**WHAT TO WORK ON**
• 1. In the forum thread about Metallica's "Whisky in the Jar," what brand of amplifier does barryd say only goes up to number 10?
• 2. Pick up the forum thread about Metallica's "Whisky in the Jar" where it stops and carry it on.
— Start EXTRACTED TEXT —
# Whisky In The Jar.



## rayrecrok (Nov 21, 2008)

Hi.

Metallica and their rendering of whisky in the jar.. It wasn't like this when I played in groups.. I was born too soon :roll: .

Whisky in the jar

Cans on, volume up to number 11 :wink:

ray.


----------



## barryd (May 9, 2008)

Brilliant! I would like to go to that party.

Sadly though my Marshall only goes up to number 10. Wish it went to 11.


----------



## rayrecrok (Nov 21, 2008)

barryd said:


> Brilliant! I would like to go to that party.
> 
> Sadly though my Marshall only goes up to number 10. Wish it went to 11.


You want one of those "Spinal Tap" Marshall's they go to eleven :wink:

ray.


----------



## barryd (May 9, 2008)

rayrecrok said:


> barryd said:
> 
> 
> > Brilliant! I would like to go to that party.
— End EXTRACTED TEXT —
— Start INFORMATION SUPPLIED —
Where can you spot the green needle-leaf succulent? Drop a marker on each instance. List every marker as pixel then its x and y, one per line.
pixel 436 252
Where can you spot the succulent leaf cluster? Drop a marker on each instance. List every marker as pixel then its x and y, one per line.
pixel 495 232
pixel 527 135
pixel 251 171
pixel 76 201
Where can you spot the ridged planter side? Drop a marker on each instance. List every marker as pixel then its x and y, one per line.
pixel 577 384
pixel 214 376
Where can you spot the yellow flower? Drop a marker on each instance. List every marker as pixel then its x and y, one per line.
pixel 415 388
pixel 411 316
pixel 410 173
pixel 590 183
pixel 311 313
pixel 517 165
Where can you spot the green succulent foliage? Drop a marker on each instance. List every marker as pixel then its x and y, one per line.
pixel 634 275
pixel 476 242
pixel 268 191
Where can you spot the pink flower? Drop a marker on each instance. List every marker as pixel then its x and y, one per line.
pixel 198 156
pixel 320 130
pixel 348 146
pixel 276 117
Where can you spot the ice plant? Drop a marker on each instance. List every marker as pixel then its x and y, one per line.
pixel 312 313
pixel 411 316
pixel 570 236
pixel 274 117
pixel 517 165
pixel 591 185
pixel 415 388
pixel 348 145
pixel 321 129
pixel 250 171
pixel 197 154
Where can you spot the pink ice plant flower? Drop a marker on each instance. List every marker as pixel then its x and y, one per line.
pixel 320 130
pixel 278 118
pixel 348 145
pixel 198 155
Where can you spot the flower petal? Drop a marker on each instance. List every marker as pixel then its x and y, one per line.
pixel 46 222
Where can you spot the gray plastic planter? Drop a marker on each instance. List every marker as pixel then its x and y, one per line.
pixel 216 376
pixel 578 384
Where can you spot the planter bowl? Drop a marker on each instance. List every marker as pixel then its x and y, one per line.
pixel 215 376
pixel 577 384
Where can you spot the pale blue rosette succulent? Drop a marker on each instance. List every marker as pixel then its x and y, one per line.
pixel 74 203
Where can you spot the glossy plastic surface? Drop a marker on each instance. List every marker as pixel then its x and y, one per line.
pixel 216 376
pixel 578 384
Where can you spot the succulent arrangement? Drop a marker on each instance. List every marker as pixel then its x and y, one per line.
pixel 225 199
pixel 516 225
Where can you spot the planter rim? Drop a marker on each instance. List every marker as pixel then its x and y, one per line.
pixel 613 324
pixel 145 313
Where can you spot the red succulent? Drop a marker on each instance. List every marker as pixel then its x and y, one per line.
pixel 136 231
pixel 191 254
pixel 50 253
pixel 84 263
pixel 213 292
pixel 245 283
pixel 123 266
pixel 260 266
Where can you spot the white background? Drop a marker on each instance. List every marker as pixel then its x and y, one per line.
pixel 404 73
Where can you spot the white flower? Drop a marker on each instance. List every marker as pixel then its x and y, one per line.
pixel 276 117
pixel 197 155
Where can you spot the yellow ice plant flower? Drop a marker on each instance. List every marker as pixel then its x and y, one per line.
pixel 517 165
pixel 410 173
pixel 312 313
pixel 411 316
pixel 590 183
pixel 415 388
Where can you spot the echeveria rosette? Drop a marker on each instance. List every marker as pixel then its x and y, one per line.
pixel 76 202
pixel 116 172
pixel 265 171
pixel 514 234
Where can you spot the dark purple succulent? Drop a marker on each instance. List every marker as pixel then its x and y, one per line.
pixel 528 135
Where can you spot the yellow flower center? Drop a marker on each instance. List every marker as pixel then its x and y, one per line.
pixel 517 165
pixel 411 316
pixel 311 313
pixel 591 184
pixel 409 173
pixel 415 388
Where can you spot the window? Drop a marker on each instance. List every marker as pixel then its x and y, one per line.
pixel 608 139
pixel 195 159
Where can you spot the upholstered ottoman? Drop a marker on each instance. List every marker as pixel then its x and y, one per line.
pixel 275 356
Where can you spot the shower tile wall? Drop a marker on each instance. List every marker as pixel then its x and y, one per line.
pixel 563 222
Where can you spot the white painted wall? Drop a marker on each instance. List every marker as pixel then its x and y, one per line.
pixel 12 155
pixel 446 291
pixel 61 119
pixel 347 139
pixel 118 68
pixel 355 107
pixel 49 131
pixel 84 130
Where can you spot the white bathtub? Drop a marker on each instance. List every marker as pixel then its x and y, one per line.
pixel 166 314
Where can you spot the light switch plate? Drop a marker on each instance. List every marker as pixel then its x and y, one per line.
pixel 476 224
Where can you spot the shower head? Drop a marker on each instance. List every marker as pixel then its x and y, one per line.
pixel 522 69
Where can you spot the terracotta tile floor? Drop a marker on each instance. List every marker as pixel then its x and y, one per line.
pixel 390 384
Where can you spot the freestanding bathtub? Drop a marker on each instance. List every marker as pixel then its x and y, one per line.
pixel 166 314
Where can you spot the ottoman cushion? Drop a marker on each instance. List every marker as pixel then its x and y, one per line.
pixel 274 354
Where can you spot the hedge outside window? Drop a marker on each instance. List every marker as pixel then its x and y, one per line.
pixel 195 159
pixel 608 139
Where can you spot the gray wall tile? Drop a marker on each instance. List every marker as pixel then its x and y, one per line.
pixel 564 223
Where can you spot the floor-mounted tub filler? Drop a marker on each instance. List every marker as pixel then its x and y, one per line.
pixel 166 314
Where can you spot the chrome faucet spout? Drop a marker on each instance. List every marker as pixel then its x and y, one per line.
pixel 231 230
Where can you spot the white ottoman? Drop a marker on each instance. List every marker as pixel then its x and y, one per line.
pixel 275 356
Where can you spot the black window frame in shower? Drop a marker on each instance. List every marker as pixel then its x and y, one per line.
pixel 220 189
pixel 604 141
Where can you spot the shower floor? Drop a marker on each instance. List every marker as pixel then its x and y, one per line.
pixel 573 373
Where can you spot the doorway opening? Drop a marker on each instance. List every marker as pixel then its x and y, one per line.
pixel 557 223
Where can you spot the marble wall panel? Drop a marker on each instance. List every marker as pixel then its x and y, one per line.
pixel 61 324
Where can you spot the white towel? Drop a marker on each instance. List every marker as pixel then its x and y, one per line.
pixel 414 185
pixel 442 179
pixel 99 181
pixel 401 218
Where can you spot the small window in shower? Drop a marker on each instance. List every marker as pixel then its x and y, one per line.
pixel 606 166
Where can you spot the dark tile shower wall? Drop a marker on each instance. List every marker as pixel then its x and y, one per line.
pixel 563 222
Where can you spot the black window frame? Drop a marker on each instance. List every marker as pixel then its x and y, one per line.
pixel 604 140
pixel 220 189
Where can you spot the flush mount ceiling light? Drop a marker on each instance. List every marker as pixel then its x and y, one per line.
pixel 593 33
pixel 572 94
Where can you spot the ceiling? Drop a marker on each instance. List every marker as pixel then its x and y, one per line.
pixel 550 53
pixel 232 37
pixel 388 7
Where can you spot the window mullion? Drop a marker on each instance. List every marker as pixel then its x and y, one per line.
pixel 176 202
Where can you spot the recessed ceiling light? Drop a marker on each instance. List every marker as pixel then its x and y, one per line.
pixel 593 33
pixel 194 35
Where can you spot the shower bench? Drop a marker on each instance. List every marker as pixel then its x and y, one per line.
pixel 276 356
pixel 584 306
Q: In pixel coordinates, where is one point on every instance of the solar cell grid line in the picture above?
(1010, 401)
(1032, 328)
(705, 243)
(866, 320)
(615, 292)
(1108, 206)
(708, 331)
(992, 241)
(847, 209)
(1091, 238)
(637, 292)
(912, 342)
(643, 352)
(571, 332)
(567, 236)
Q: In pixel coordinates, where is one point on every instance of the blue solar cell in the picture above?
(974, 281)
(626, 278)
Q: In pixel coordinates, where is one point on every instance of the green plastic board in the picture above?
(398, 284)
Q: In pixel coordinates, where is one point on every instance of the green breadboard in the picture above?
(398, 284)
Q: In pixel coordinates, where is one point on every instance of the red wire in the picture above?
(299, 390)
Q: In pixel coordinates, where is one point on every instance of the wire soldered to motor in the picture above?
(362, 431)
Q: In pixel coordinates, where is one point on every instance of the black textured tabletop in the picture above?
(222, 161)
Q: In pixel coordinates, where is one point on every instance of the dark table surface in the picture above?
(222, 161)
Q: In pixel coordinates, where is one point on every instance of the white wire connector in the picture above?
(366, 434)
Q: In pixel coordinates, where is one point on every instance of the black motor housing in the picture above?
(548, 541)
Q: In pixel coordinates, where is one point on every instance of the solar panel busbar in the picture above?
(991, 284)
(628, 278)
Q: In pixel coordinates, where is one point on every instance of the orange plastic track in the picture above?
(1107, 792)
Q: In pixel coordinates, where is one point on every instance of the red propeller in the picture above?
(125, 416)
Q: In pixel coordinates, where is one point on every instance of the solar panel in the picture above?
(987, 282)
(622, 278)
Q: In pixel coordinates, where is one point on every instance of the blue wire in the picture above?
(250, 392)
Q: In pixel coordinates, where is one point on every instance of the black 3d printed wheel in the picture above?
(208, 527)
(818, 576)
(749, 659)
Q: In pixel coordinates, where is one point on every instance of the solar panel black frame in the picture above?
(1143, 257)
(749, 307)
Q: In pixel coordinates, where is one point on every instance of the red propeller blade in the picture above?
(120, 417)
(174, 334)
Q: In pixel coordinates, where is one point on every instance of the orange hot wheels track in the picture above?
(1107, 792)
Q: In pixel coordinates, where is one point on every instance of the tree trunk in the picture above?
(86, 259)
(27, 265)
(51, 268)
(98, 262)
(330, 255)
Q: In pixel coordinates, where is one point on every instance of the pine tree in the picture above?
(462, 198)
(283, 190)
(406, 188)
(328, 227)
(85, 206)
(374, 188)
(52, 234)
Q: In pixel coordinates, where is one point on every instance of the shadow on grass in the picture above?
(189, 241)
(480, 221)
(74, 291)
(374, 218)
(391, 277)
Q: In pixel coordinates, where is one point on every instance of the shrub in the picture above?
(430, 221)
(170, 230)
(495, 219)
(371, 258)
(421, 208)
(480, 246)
— End INFORMATION SUPPLIED —
**TASK-BY-TASK OUTPUTS**
• 1. Marshall

• 2.
> ...


Yeah, thats the one!


----------



## BillCreer (Jan 23, 2010)

I often (well not that often) wondered what lesbian parties were like.

Thin Lizzy still does it for me.

The volume formula I use for the likes of Led Zeppelin etc is turn it high enough so it hurts then add one more click.


----------



## barryd (May 9, 2008)

Yeah but it's not the same unless it goes up to 11


----------



## Rosbotham (May 4, 2008)

Sky Arts 1 at present : Thin Lizzy live, followed by Gary Moore live. 'nuff said. Class.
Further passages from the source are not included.